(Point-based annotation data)
= = = = = = =

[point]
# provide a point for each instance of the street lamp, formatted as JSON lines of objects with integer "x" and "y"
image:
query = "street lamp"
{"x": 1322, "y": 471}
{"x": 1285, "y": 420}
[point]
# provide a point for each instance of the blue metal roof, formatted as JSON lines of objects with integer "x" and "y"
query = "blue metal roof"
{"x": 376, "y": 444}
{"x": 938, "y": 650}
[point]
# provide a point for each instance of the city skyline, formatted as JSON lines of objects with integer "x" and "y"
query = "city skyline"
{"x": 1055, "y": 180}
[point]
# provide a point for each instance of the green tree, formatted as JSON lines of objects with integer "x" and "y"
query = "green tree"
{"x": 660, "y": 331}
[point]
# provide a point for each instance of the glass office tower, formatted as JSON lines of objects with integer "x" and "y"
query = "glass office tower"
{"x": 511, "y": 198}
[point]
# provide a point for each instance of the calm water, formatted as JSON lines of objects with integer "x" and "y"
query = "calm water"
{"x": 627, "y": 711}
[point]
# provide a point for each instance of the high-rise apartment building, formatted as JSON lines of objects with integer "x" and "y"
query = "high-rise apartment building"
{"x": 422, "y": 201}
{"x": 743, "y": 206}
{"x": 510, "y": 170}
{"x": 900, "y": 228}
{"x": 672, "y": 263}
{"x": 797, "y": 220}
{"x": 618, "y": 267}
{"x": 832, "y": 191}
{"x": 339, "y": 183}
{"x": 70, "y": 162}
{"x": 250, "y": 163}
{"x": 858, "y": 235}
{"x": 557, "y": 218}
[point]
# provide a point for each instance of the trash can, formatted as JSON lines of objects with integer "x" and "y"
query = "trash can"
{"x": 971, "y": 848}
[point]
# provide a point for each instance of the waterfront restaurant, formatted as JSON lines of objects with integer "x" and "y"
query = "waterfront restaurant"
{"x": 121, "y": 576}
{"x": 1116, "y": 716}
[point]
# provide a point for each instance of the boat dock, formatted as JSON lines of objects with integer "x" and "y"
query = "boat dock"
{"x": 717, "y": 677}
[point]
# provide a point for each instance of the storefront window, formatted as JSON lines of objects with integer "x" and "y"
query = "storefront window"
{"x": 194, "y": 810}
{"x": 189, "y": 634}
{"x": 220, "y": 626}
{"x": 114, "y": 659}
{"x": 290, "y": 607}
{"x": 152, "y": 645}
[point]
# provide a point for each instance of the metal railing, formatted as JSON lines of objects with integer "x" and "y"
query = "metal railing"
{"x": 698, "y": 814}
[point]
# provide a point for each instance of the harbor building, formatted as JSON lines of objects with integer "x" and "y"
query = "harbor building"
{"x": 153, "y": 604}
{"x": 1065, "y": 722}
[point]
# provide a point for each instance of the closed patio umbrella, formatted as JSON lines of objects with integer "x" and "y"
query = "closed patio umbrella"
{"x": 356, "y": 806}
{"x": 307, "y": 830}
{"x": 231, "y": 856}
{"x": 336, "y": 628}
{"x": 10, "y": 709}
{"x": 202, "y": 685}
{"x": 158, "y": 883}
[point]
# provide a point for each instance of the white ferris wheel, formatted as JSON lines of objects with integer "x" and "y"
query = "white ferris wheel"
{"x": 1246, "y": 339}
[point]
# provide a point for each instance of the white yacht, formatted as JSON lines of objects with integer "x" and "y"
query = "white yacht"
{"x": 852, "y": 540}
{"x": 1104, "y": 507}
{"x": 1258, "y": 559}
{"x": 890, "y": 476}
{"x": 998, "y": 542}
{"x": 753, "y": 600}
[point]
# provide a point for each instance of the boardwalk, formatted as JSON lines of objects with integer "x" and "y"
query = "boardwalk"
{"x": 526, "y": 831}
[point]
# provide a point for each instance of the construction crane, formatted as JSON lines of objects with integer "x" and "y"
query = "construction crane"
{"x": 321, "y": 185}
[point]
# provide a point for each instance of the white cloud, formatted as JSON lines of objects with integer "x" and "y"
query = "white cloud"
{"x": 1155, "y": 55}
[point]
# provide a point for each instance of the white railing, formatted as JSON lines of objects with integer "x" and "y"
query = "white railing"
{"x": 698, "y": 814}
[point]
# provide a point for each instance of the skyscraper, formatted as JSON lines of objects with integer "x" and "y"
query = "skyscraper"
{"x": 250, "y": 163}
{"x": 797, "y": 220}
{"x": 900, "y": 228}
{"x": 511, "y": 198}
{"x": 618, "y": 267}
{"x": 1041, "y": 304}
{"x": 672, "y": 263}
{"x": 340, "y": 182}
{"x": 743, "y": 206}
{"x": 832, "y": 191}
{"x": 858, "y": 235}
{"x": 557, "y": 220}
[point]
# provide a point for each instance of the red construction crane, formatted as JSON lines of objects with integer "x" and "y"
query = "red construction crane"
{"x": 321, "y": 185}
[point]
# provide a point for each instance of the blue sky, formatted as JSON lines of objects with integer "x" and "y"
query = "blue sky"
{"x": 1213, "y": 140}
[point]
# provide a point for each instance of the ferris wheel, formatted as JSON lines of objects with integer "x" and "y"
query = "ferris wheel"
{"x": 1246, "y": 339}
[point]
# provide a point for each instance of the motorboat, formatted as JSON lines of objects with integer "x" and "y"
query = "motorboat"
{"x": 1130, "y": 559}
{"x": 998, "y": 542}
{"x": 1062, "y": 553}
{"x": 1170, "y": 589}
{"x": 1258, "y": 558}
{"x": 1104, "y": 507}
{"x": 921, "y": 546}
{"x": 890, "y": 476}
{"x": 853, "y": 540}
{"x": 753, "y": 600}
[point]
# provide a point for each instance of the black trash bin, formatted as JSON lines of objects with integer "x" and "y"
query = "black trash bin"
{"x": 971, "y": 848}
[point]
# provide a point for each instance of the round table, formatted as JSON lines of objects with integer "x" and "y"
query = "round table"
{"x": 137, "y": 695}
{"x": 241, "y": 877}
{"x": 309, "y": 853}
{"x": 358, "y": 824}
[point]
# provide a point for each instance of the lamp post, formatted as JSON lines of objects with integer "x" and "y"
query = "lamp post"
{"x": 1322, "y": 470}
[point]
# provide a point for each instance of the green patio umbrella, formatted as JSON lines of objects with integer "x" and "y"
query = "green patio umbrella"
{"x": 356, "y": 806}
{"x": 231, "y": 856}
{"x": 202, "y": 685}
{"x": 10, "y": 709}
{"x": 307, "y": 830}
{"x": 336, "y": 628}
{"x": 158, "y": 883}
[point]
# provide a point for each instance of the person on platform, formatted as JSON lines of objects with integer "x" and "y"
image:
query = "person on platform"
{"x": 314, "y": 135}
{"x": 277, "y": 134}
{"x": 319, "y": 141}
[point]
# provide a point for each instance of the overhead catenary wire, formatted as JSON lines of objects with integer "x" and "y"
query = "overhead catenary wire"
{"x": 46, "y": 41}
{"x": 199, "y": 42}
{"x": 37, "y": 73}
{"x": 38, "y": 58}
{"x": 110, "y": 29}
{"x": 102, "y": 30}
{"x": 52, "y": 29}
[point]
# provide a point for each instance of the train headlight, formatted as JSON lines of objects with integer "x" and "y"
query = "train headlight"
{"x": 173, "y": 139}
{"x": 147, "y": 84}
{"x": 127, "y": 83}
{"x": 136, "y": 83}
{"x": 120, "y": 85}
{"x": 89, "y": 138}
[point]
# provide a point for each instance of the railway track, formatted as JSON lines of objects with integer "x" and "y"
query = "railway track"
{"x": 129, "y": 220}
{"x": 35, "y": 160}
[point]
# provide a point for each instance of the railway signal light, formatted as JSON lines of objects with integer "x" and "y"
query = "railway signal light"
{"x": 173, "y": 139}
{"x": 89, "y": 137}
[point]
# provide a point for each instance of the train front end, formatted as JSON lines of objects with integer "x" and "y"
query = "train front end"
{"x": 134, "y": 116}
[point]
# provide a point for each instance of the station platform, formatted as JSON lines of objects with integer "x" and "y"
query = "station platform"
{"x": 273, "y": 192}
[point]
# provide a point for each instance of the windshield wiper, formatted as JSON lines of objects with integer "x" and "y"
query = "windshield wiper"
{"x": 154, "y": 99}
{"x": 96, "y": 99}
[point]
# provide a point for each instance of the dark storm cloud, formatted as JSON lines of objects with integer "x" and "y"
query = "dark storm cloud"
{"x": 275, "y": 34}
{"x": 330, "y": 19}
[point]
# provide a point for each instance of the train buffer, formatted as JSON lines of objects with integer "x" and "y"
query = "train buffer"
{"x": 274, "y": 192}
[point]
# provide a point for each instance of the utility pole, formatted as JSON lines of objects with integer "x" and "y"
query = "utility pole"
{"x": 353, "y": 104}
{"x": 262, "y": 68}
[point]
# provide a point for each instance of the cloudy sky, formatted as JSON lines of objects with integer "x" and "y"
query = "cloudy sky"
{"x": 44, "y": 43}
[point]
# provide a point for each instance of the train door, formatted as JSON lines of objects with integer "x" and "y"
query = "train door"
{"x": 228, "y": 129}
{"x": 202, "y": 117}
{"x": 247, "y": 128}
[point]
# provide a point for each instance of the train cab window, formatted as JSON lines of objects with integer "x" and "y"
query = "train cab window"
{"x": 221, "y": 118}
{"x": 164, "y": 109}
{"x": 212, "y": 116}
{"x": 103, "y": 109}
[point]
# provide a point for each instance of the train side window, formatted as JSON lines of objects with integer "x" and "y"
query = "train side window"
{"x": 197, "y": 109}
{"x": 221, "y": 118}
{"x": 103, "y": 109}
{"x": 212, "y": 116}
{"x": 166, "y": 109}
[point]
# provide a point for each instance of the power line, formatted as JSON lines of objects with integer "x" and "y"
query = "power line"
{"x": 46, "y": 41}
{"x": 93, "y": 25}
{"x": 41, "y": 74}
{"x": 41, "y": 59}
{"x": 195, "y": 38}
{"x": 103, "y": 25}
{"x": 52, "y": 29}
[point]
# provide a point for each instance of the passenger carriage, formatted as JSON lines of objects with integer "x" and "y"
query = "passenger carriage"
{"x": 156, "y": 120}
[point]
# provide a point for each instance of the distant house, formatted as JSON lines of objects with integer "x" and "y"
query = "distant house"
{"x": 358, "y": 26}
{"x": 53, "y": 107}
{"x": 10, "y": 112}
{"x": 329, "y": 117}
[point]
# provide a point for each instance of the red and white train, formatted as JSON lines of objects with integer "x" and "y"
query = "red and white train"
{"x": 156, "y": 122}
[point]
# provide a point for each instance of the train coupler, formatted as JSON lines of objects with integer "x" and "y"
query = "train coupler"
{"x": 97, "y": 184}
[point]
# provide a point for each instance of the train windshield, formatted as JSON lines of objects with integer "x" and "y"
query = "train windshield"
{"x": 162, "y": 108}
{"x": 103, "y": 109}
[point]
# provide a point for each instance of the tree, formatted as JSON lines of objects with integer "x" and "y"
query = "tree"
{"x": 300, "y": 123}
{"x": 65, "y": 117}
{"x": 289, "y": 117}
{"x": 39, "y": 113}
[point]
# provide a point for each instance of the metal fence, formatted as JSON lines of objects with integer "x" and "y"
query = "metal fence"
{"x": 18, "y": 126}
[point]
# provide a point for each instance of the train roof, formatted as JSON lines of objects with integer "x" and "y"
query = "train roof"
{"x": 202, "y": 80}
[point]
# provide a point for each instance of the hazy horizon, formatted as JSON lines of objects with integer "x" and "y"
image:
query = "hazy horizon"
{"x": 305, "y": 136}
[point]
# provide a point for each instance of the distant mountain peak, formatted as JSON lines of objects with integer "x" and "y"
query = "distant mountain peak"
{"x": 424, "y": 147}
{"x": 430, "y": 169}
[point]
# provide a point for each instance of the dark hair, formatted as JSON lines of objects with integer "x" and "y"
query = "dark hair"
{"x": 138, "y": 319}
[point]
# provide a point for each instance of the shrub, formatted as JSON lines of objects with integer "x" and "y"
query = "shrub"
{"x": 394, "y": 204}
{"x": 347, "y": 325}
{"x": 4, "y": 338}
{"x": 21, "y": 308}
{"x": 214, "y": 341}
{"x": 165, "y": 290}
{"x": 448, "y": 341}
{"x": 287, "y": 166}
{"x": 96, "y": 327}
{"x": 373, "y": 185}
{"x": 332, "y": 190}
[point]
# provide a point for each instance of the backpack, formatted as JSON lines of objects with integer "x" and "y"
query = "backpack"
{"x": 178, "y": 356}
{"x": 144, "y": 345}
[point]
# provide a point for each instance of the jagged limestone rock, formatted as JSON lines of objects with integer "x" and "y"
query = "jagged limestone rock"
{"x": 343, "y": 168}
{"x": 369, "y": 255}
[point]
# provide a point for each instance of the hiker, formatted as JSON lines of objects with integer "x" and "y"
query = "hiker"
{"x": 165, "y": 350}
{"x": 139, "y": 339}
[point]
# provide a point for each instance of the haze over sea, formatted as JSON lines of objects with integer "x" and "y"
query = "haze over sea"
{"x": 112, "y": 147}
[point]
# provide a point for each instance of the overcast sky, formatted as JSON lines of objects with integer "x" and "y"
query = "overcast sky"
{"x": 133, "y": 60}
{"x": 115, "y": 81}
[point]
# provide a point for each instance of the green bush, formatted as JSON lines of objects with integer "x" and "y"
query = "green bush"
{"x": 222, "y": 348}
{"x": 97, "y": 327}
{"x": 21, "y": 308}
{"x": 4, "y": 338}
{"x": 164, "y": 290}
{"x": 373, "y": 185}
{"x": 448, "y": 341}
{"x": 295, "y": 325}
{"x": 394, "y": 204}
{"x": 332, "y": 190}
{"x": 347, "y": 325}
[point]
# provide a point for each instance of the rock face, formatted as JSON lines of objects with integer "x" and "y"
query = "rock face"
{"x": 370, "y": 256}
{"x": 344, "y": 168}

= = = = = = =

▶ **TASK STATEMENT**: Can you pick out every line of the material above that contains the string "cloudy"? Case matters.

▶ **THE REPLY**:
# provide a point for each instance of the cloudy sky, formatted as JSON lines of objects with integer "x" and "y"
query = "cloudy sky"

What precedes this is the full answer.